Quelltext —

----------

Zuletzt stand auch eine mögliche Klage der Gemeinde Altach gegen die Post AG im Raum. Aber auch in dieser Frage hat sich noch nichts Entscheidendes getan. Rechtsanwälte würden den Sachverhalt derzeit genau prüfen.

 

Solange die Gemeinde keinen Postpartner findet, müssen die Altacherinnen und Altacher auf die Postämter in Hohenems oder Götzis ausweichen, was unter anderem auch völlig unnötigen Mehrverkehr in der Region erzwingt.

 

 

Die unterfertigten Abgeordneten stellen daher folgende

 

 

ANFRAGE:

 

  1. Welche Informationen zur Wirtschaftlichkeitsberechnung, zur Ertrags- und Kostensituation für die zur Schließung vorgesehenen Postämter in Lauterach, Frastanz, Hörbranz, Gaißau, Au, Kennelbach und Fußach bzw. für das im Juli 2010 geschlossene Postamt Altach liegen a) der Post-Control Kommission, b) Ihnen als verantwortlicher Ministerin vor?

----------

Bereitgestellte Daten —
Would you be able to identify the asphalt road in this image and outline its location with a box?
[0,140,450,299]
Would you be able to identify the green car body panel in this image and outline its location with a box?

----------

Aufgaben —
a. Gib aus dem Quelltext den Abschnitt zwischen „Zuletzt stand auch“ und „derzeit genau prüfen.“ wörtlich wieder, beide Stellen eingeschlossen.
b. Auf welche Postämter müssen die Menschen in Altach laut Quelltext ausweichen, solange die Gemeinde keinen Postpartner findet?
c. Führe die Anfrage zur Schließung der Postämter im Anschluss an ihre erste Frage weiter.

Antworten —
a.
Zuletzt stand auch eine mögliche Klage der Gemeinde Altach gegen die Post AG im Raum. Aber auch in dieser Frage hat sich noch nichts Entscheidendes getan. Rechtsanwälte würden den Sachverhalt derzeit genau prüfen.

b. Auf die Postämter in Hohenems oder Götzis.

c.
 

  1. Wie ist es möglich, dass bei einer derart hohen Kundenfrequenz und Inanspruchnahme wie in Fußach und Altach vor der Schließung die Erträge des Postamtes die Aufwendungen nicht übertreffen? Können Sie ausschließen, dass die Rentabilitätsangaben und -berechnungen der Post AG wie in anderen Fällen auch hier nicht korrekt waren bzw. sind?

 

  1. Falls aufgrund der Ihnen bzw der Post-Control Kommission vorliegenden Zahlen die Wirtschaftlichkeit der Postämter Fußach und Altach gewährleistet wäre – warum wurde das Postamt Altach bzw. wird dann das Postamt Fußach zugesperrt?

 

  1. Halten Sie es für der Wertschätzung der Politik dienlich, wenn regierungsseitig in den Himmel gelobte Gesetze dann in der Umsetzung dutzendweise zu massiver Kritik vor Ort sowie rechtlichen Auseinandersetzungen und damit nicht zuletzt zu nicht unbeträchtlichem Aufwand der Öffentlichen Hand führen wie es beim Postmarktgesetz der Fall ist?

 

  1. Warum wurde im Fall Altach § 7 Abs. 5 PMG nicht eingehalten? Welche Konsequenzen wird dies für die Post AG haben?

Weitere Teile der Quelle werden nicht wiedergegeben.